WHAT YOU HAVE TO DO:
Give the records again, every one, exactly.

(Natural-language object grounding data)

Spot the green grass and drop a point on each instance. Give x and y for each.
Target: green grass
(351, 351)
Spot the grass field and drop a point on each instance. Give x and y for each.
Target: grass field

EXERCISE OUTPUT:
Spot the green grass and drop a point on each instance. Give x and y for each.
Target: green grass
(351, 351)
Spot the grass field and drop a point on each instance. Give x and y for each.
Target: grass field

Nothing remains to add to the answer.